Reproduce every line of the records below verbatim, omitting any pictures from your reply.
--- Data provided ---
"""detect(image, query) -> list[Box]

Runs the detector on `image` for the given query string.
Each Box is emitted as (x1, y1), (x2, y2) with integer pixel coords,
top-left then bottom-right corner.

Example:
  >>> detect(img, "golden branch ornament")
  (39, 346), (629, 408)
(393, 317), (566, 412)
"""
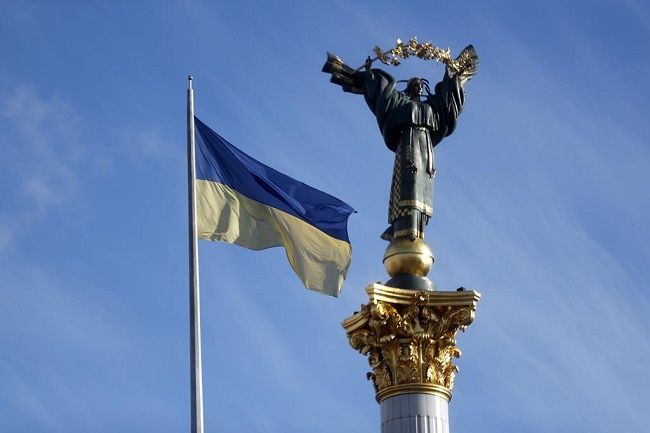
---
◆ Expected output ◆
"""detect(image, query) -> list[Box]

Runs the detector on `image` for the given query string.
Each Box is emitted as (x1, y1), (x2, y2) with integer pixel coords,
top-left then bottom-right corner.

Example:
  >>> detect(img, "golden branch ornament")
  (39, 346), (629, 408)
(393, 317), (566, 412)
"""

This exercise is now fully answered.